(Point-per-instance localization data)
*** Begin section ***

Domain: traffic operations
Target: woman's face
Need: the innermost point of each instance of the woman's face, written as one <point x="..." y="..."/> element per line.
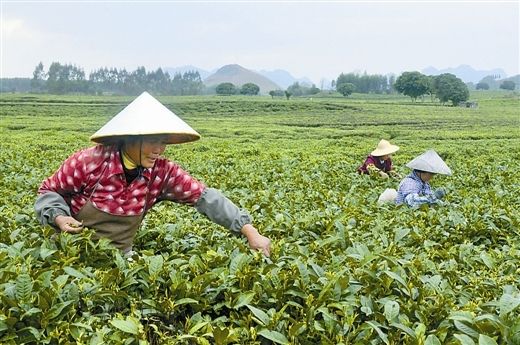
<point x="146" y="150"/>
<point x="426" y="176"/>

*** End section ***

**Exercise prompt**. All lines between the one that contains "Need: the innermost" and the end of the records above, both included, are to be returned exactly as they stand, except for pictures, which are omitted.

**Your solution**.
Need: the innermost point of each instance of the woman's face, written as one <point x="..." y="..."/> element per line.
<point x="146" y="150"/>
<point x="426" y="176"/>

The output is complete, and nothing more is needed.